Document passage
Start

Now each team sees their own spend and gets alerted when their resources are trending over budget — not the entire subscription's noise. This is where the mandatory tagging from Part 1 pays off. 🏷️ → 💰

🤖 Step 3: Anomaly Detection (Catch the Weird Stuff)

Budgets catch gradual overspend. But what about sudden spikes? A developer accidentally provisions 8 Standard_E64s_v5 VMs instead of E4s_v5? That's $2,400/day vs $300/day — and a budget alert might not fire until day 15.

Azure's cost anomaly detection uses ML to spot unusual patterns. Deploy it in one resource block:

# budgets/anomaly-detection/main.tf

resource "azurerm_cost_anomaly_alert" "subscription" {
  name            = "cost-anomaly-alert"
  display_name    = "Cost Anomaly Detection"
  subscription_id = "/subscriptions/${data.azurerm_subscription.current.subscription_id}"

End

Entries shown
Start

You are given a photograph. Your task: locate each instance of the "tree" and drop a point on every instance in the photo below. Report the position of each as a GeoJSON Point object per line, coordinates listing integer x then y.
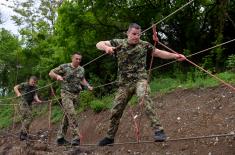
{"type": "Point", "coordinates": [9, 49]}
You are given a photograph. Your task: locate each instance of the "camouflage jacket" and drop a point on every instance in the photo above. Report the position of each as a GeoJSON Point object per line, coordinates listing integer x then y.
{"type": "Point", "coordinates": [131, 60]}
{"type": "Point", "coordinates": [72, 77]}
{"type": "Point", "coordinates": [28, 92]}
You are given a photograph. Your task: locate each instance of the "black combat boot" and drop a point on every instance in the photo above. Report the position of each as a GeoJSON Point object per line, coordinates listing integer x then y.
{"type": "Point", "coordinates": [75, 142]}
{"type": "Point", "coordinates": [159, 136]}
{"type": "Point", "coordinates": [62, 141]}
{"type": "Point", "coordinates": [106, 141]}
{"type": "Point", "coordinates": [23, 136]}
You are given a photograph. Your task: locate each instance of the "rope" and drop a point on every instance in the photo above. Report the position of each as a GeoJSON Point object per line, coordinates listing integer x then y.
{"type": "Point", "coordinates": [222, 81]}
{"type": "Point", "coordinates": [199, 52]}
{"type": "Point", "coordinates": [143, 141]}
{"type": "Point", "coordinates": [168, 16]}
{"type": "Point", "coordinates": [9, 98]}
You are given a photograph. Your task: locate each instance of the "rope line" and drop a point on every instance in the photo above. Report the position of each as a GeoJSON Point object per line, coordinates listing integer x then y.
{"type": "Point", "coordinates": [199, 52]}
{"type": "Point", "coordinates": [222, 81]}
{"type": "Point", "coordinates": [232, 134]}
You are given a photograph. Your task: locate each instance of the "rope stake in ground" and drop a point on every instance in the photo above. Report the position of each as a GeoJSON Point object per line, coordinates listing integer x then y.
{"type": "Point", "coordinates": [222, 81]}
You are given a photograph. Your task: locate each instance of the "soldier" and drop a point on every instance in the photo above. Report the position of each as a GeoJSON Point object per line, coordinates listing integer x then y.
{"type": "Point", "coordinates": [27, 92]}
{"type": "Point", "coordinates": [131, 59]}
{"type": "Point", "coordinates": [72, 76]}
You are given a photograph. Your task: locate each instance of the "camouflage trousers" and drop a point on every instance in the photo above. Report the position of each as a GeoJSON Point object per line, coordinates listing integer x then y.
{"type": "Point", "coordinates": [25, 111]}
{"type": "Point", "coordinates": [69, 100]}
{"type": "Point", "coordinates": [124, 94]}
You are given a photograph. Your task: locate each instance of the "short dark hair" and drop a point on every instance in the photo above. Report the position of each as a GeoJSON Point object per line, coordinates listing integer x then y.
{"type": "Point", "coordinates": [33, 78]}
{"type": "Point", "coordinates": [76, 52]}
{"type": "Point", "coordinates": [134, 25]}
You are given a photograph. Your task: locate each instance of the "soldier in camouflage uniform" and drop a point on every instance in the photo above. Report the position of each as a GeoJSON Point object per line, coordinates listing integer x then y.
{"type": "Point", "coordinates": [131, 59]}
{"type": "Point", "coordinates": [72, 77]}
{"type": "Point", "coordinates": [27, 93]}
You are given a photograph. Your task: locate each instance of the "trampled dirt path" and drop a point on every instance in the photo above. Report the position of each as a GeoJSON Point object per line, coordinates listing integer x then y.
{"type": "Point", "coordinates": [183, 113]}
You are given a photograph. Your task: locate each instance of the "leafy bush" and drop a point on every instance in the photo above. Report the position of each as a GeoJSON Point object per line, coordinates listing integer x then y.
{"type": "Point", "coordinates": [231, 61]}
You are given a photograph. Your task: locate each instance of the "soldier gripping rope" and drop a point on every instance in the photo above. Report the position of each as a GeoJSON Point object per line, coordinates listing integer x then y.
{"type": "Point", "coordinates": [131, 59]}
{"type": "Point", "coordinates": [27, 93]}
{"type": "Point", "coordinates": [72, 76]}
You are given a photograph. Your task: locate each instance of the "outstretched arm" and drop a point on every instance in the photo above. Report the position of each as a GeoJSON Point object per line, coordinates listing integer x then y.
{"type": "Point", "coordinates": [37, 99]}
{"type": "Point", "coordinates": [105, 46]}
{"type": "Point", "coordinates": [85, 83]}
{"type": "Point", "coordinates": [53, 75]}
{"type": "Point", "coordinates": [167, 55]}
{"type": "Point", "coordinates": [16, 90]}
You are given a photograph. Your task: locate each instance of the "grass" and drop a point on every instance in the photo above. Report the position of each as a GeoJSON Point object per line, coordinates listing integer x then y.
{"type": "Point", "coordinates": [87, 99]}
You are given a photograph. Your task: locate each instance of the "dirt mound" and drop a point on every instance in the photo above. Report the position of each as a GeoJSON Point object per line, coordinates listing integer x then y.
{"type": "Point", "coordinates": [184, 113]}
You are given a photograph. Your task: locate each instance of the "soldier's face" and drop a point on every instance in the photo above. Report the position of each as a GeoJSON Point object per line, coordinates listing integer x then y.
{"type": "Point", "coordinates": [32, 82]}
{"type": "Point", "coordinates": [76, 59]}
{"type": "Point", "coordinates": [133, 35]}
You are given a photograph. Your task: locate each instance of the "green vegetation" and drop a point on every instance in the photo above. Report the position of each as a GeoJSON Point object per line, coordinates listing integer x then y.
{"type": "Point", "coordinates": [160, 85]}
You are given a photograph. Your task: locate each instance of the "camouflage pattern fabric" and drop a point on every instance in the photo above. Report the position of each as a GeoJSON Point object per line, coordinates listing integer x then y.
{"type": "Point", "coordinates": [72, 77]}
{"type": "Point", "coordinates": [25, 111]}
{"type": "Point", "coordinates": [69, 101]}
{"type": "Point", "coordinates": [122, 97]}
{"type": "Point", "coordinates": [131, 60]}
{"type": "Point", "coordinates": [28, 90]}
{"type": "Point", "coordinates": [132, 79]}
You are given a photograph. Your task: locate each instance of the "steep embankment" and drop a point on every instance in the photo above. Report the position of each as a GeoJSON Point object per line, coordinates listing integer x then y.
{"type": "Point", "coordinates": [183, 113]}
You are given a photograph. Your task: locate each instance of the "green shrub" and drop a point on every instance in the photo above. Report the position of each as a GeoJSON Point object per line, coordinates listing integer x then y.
{"type": "Point", "coordinates": [231, 61]}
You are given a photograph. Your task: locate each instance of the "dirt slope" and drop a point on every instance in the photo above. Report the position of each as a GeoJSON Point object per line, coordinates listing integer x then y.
{"type": "Point", "coordinates": [183, 113]}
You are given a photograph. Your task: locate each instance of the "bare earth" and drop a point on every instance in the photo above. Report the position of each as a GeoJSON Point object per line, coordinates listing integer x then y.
{"type": "Point", "coordinates": [183, 113]}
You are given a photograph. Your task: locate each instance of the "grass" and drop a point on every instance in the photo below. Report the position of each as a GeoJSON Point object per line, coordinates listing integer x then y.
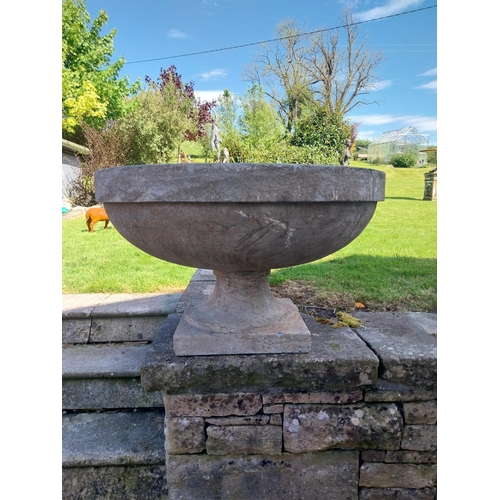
{"type": "Point", "coordinates": [392, 265]}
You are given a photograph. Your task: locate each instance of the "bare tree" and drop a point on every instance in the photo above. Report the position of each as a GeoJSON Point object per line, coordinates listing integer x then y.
{"type": "Point", "coordinates": [280, 69]}
{"type": "Point", "coordinates": [302, 69]}
{"type": "Point", "coordinates": [341, 75]}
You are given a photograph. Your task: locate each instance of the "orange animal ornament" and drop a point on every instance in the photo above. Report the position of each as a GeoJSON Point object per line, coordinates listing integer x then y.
{"type": "Point", "coordinates": [94, 215]}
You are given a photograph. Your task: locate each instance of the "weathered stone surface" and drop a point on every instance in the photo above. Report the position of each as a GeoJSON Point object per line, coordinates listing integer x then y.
{"type": "Point", "coordinates": [412, 457]}
{"type": "Point", "coordinates": [386, 391]}
{"type": "Point", "coordinates": [407, 353]}
{"type": "Point", "coordinates": [81, 305]}
{"type": "Point", "coordinates": [275, 419]}
{"type": "Point", "coordinates": [184, 435]}
{"type": "Point", "coordinates": [211, 405]}
{"type": "Point", "coordinates": [249, 420]}
{"type": "Point", "coordinates": [244, 440]}
{"type": "Point", "coordinates": [137, 305]}
{"type": "Point", "coordinates": [397, 475]}
{"type": "Point", "coordinates": [102, 361]}
{"type": "Point", "coordinates": [278, 408]}
{"type": "Point", "coordinates": [339, 360]}
{"type": "Point", "coordinates": [107, 393]}
{"type": "Point", "coordinates": [76, 331]}
{"type": "Point", "coordinates": [420, 413]}
{"type": "Point", "coordinates": [312, 476]}
{"type": "Point", "coordinates": [308, 428]}
{"type": "Point", "coordinates": [335, 397]}
{"type": "Point", "coordinates": [373, 455]}
{"type": "Point", "coordinates": [195, 292]}
{"type": "Point", "coordinates": [397, 494]}
{"type": "Point", "coordinates": [121, 438]}
{"type": "Point", "coordinates": [125, 329]}
{"type": "Point", "coordinates": [133, 482]}
{"type": "Point", "coordinates": [419, 437]}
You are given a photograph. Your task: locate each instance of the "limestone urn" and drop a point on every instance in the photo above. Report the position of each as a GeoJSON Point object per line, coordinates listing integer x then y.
{"type": "Point", "coordinates": [240, 220]}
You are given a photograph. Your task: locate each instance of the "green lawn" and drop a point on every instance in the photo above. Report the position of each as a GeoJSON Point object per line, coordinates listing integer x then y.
{"type": "Point", "coordinates": [392, 265]}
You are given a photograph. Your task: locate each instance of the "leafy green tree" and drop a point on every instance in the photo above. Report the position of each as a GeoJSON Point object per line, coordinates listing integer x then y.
{"type": "Point", "coordinates": [259, 122]}
{"type": "Point", "coordinates": [163, 116]}
{"type": "Point", "coordinates": [324, 130]}
{"type": "Point", "coordinates": [92, 91]}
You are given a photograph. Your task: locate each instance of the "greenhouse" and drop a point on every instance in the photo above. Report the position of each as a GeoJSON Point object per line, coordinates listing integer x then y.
{"type": "Point", "coordinates": [404, 140]}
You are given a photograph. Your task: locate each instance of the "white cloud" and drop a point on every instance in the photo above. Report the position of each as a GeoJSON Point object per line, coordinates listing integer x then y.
{"type": "Point", "coordinates": [431, 72]}
{"type": "Point", "coordinates": [175, 33]}
{"type": "Point", "coordinates": [383, 84]}
{"type": "Point", "coordinates": [214, 74]}
{"type": "Point", "coordinates": [389, 8]}
{"type": "Point", "coordinates": [422, 123]}
{"type": "Point", "coordinates": [208, 95]}
{"type": "Point", "coordinates": [428, 86]}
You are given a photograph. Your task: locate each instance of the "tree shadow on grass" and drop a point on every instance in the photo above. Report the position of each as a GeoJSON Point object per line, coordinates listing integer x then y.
{"type": "Point", "coordinates": [378, 283]}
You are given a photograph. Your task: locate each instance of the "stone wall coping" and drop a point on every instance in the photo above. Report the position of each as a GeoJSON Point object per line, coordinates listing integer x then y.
{"type": "Point", "coordinates": [119, 304]}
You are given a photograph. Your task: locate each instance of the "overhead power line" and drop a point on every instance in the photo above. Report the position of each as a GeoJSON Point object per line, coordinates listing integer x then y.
{"type": "Point", "coordinates": [281, 38]}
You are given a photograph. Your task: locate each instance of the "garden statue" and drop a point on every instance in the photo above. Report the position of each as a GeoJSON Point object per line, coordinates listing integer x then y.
{"type": "Point", "coordinates": [215, 139]}
{"type": "Point", "coordinates": [347, 153]}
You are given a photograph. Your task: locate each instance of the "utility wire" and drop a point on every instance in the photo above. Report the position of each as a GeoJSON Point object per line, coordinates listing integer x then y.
{"type": "Point", "coordinates": [282, 38]}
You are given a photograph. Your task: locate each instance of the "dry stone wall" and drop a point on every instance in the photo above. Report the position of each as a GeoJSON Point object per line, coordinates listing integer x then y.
{"type": "Point", "coordinates": [353, 420]}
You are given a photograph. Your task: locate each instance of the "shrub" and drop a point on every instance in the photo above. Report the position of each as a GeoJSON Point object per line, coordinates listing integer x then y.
{"type": "Point", "coordinates": [403, 160]}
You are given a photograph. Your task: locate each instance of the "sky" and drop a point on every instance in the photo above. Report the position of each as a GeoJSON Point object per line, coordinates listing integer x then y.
{"type": "Point", "coordinates": [155, 34]}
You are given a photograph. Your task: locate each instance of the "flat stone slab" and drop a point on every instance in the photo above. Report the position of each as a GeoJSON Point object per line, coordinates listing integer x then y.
{"type": "Point", "coordinates": [339, 359]}
{"type": "Point", "coordinates": [93, 318]}
{"type": "Point", "coordinates": [105, 439]}
{"type": "Point", "coordinates": [133, 482]}
{"type": "Point", "coordinates": [406, 345]}
{"type": "Point", "coordinates": [119, 304]}
{"type": "Point", "coordinates": [105, 377]}
{"type": "Point", "coordinates": [319, 476]}
{"type": "Point", "coordinates": [98, 361]}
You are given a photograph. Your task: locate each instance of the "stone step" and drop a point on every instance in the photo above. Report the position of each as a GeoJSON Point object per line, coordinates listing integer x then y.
{"type": "Point", "coordinates": [113, 455]}
{"type": "Point", "coordinates": [98, 377]}
{"type": "Point", "coordinates": [104, 317]}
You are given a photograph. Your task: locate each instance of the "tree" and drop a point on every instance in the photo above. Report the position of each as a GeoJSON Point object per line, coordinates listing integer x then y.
{"type": "Point", "coordinates": [303, 68]}
{"type": "Point", "coordinates": [163, 116]}
{"type": "Point", "coordinates": [92, 91]}
{"type": "Point", "coordinates": [325, 130]}
{"type": "Point", "coordinates": [340, 77]}
{"type": "Point", "coordinates": [282, 69]}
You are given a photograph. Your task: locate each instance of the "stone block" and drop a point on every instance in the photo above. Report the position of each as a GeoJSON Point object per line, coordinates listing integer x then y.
{"type": "Point", "coordinates": [420, 413]}
{"type": "Point", "coordinates": [133, 482]}
{"type": "Point", "coordinates": [397, 494]}
{"type": "Point", "coordinates": [313, 476]}
{"type": "Point", "coordinates": [308, 428]}
{"type": "Point", "coordinates": [273, 408]}
{"type": "Point", "coordinates": [111, 439]}
{"type": "Point", "coordinates": [419, 438]}
{"type": "Point", "coordinates": [412, 457]}
{"type": "Point", "coordinates": [76, 331]}
{"type": "Point", "coordinates": [107, 393]}
{"type": "Point", "coordinates": [386, 391]}
{"type": "Point", "coordinates": [184, 435]}
{"type": "Point", "coordinates": [333, 397]}
{"type": "Point", "coordinates": [373, 455]}
{"type": "Point", "coordinates": [407, 352]}
{"type": "Point", "coordinates": [377, 475]}
{"type": "Point", "coordinates": [211, 405]}
{"type": "Point", "coordinates": [339, 360]}
{"type": "Point", "coordinates": [244, 440]}
{"type": "Point", "coordinates": [248, 420]}
{"type": "Point", "coordinates": [125, 329]}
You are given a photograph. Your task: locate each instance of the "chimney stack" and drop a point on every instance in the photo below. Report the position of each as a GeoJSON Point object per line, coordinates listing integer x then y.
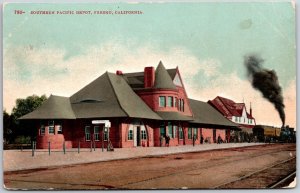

End

Stated goal
Please carry on the text on Azure cost alerts from where it stops. The rows are separate material, apart from the text on Azure cost alerts.

Output for this task
  email_subject   = "⚠️ Cost Anomaly Detected - ${data.azurerm_subscription.current.display_name}"
  email_addresses = ["finops@company.com", "eng-lead@company.com"]
}

That's it. Five lines. You'll get daily emails when Azure detects spending anomalies like:

⚠️ Cost Anomaly Detected - Production Subscription

Anomaly: Daily run rate UP 340% on Feb 15
Resource Group: rg-ml-experiments
Estimated Impact: +$847/day above normal
Top Contributor: Microsoft.Compute/virtualMachines

Now your team catches runaway resources in 24 hours instead of 30 days. 🚨

🧱 Step 4: Reusable Budget Module (The Architect's Way)

In a real organization, you're managing 5-20+ subscriptions. You need a module that every team can drop in:

# modules/cost-alerting/main.tf

variable "subscription_id" {
  type = string
}

variable "monthly_budget" {
  type        = number
  description = "Monthly budget in USD"
}

variable "alert_emails" {
  type = list(string)
}

variable "action_group_id" {
  type    = string
  default = ""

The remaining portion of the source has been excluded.